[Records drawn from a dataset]
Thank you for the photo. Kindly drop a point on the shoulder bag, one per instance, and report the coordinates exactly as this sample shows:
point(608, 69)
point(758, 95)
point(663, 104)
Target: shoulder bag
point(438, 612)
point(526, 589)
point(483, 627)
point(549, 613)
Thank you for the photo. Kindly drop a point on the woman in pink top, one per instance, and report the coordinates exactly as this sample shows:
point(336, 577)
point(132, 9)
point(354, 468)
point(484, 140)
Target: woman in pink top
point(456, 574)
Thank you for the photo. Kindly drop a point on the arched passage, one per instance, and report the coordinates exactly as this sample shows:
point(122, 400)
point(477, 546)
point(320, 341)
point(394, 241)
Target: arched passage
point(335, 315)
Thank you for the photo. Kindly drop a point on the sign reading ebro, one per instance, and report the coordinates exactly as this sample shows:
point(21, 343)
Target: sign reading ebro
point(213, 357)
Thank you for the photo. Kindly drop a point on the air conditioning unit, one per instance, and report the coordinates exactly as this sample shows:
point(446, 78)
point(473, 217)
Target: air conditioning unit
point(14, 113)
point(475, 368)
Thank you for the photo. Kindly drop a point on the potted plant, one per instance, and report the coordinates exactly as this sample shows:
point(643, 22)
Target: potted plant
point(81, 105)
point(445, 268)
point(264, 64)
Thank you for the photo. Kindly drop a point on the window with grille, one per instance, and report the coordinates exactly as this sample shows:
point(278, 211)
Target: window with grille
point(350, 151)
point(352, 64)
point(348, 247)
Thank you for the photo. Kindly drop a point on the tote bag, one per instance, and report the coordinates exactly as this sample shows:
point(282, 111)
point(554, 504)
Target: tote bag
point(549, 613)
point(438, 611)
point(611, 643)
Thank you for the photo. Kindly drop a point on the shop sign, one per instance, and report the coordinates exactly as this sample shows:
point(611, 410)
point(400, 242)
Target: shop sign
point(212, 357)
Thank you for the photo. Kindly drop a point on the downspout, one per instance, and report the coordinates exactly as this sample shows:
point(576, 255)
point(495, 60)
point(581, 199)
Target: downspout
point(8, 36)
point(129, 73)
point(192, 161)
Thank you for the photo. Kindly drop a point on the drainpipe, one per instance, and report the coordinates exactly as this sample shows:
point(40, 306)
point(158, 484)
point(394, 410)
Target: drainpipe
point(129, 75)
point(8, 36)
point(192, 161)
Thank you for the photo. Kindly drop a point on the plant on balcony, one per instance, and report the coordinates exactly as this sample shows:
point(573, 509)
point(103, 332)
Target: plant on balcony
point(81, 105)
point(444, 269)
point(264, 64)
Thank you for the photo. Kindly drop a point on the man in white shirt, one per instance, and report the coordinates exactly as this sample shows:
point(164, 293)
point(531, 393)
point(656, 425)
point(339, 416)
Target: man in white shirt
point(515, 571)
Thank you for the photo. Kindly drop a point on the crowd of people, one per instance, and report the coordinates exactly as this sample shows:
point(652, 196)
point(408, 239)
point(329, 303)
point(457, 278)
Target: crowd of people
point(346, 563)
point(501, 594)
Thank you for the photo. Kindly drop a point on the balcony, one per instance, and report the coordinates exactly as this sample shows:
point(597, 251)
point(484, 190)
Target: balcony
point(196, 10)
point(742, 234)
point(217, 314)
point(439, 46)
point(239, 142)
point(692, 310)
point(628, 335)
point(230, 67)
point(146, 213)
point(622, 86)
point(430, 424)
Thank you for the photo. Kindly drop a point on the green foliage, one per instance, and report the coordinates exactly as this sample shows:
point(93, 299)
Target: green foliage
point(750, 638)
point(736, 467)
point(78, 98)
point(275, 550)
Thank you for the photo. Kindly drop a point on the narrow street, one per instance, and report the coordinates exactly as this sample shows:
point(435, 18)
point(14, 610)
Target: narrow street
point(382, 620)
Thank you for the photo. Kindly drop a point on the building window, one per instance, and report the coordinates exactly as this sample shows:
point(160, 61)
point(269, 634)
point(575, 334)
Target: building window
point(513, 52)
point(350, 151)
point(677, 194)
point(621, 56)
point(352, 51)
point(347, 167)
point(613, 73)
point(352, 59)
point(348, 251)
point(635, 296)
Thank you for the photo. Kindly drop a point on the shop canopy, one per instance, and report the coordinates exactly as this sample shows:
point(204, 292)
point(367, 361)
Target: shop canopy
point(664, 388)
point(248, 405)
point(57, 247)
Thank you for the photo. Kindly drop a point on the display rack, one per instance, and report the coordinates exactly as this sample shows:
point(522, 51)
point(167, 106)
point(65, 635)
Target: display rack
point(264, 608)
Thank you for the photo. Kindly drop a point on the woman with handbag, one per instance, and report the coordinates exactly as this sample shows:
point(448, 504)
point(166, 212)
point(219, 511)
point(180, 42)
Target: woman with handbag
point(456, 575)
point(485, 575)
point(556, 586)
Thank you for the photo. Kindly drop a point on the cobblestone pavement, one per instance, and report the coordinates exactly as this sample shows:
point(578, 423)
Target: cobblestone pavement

• WHAT IS BEING ASKED:
Make a verbatim copy of every entry shown above.

• RESULT OF THE TASK:
Thank you for the photo. Kindly drop a point on the shoulder bag, one per instance, and report the coordinates exactly as this sample shows:
point(608, 69)
point(758, 95)
point(663, 104)
Target: shoulder bag
point(438, 612)
point(526, 589)
point(483, 627)
point(549, 613)
Thank you for the photo. Kindly drop a point on the woman in pink top, one per instance, and report the coordinates exactly as this sample shows:
point(336, 577)
point(132, 9)
point(354, 468)
point(484, 140)
Target: woman in pink top
point(456, 574)
Thank you for the photo. Kindly drop a point on the arched passage, one per instance, and report the coordinates exactly as this sample shows:
point(122, 400)
point(477, 546)
point(320, 341)
point(394, 241)
Target: arched passage
point(335, 315)
Thank you for the photo. Kindly drop a point on the sign reading ebro, one per instance, and report the coordinates exactly as this sample shows:
point(21, 343)
Target: sign reading ebro
point(213, 357)
Thank you for the photo. Kindly drop a point on the air conditioning unit, one per instance, and report the coordinates exactly as this sample shows:
point(446, 78)
point(473, 217)
Target: air conditioning unit
point(14, 113)
point(475, 368)
Thank you for the photo. Kindly drop a point on the potted plant, one per instance, and report the coordinates exactly as this sample shows:
point(643, 22)
Target: potted plant
point(81, 105)
point(445, 268)
point(264, 64)
Thank you for the photo. Kindly drop a point on the window with grille, one per instance, and report the coordinates exactly as this sample shows:
point(278, 211)
Target: window with grille
point(350, 151)
point(352, 64)
point(348, 247)
Thank you for the photo. Kindly drop a point on the tote bag, one per instance, and report the coordinates exactly as this sample shows:
point(282, 111)
point(554, 504)
Target: tote bag
point(549, 613)
point(438, 611)
point(611, 643)
Thank you for the photo. Kindly drop a point on the shop sign, one per instance, and report the coordinates exactly as this sample shows:
point(611, 410)
point(400, 242)
Target: shop sign
point(212, 357)
Thank you for the photo. Kindly drop a point on the downspout, one per instance, and report the coordinates exactly as this sample shows:
point(576, 255)
point(495, 60)
point(581, 199)
Target: downspout
point(8, 36)
point(129, 73)
point(192, 161)
Thank you for the photo. Kindly drop a point on the drainpipe, one per instance, and report the coordinates exactly as this sample shows:
point(40, 306)
point(158, 484)
point(394, 410)
Target: drainpipe
point(129, 75)
point(8, 36)
point(192, 161)
Thank you for the photo. Kindly drop a point on the plant on balcony, one per instance, and report the coordinates exactly as this sample shows:
point(573, 509)
point(103, 332)
Target: plant on balcony
point(81, 105)
point(444, 269)
point(264, 64)
Thank you for the photo. Kindly drop a point on the man in white shirt, one per instance, and report the coordinates exactly as this sample shows:
point(164, 293)
point(531, 393)
point(656, 425)
point(339, 416)
Target: man in white shirt
point(515, 571)
Thank you for the photo. Kindly drop a point on the crowd of people, one per instance, and report the coordinates exactly as this sample shows:
point(652, 196)
point(408, 239)
point(329, 303)
point(457, 278)
Target: crowd of people
point(346, 563)
point(501, 594)
Thank you for the photo. Kindly drop a point on the balcony, one per instance, and report the coordinates exactly as this sample shows:
point(597, 251)
point(484, 190)
Target: balcony
point(196, 10)
point(742, 234)
point(217, 314)
point(439, 46)
point(239, 142)
point(692, 310)
point(628, 335)
point(230, 67)
point(146, 213)
point(622, 86)
point(430, 424)
Thank you for the photo. Kindly drop a point on the green foliage, one per instance, and report the coordinates exactly as this sample shows:
point(93, 299)
Target: green foliage
point(750, 638)
point(736, 467)
point(78, 98)
point(275, 550)
Thank you for the photo. Kindly drop a point on the narrow street, one per instance, and report the coordinates exactly as this sample shows:
point(435, 18)
point(14, 610)
Target: narrow street
point(382, 620)
Thank you for the photo. Kindly drop a point on the building window, one per instance, and report the coordinates exactly as this sample shows:
point(160, 61)
point(269, 634)
point(575, 334)
Target: building window
point(513, 52)
point(350, 151)
point(677, 194)
point(621, 56)
point(352, 51)
point(347, 167)
point(613, 73)
point(352, 59)
point(348, 251)
point(635, 296)
Thank you for the photo. Kindly drop a point on the shop canopy, one per instance, and report the coordinates exactly as this sample shows:
point(204, 292)
point(367, 361)
Target: shop canopy
point(664, 388)
point(248, 405)
point(57, 247)
Thank you for the photo. Kindly drop a point on the display rack, one per instance, and report the coordinates exactly as this sample shows:
point(522, 51)
point(167, 106)
point(65, 635)
Target: display rack
point(264, 608)
Thank you for the photo. Kindly drop a point on the woman with handbag, one per instance, and report the coordinates exactly as this sample shows:
point(448, 504)
point(166, 212)
point(219, 511)
point(180, 42)
Target: woman with handbag
point(456, 575)
point(485, 575)
point(556, 586)
Thank you for the photo. Kindly drop a point on the cobblestone pavement, one per instance, and report the coordinates exactly as this sample shows:
point(578, 423)
Target: cobblestone pavement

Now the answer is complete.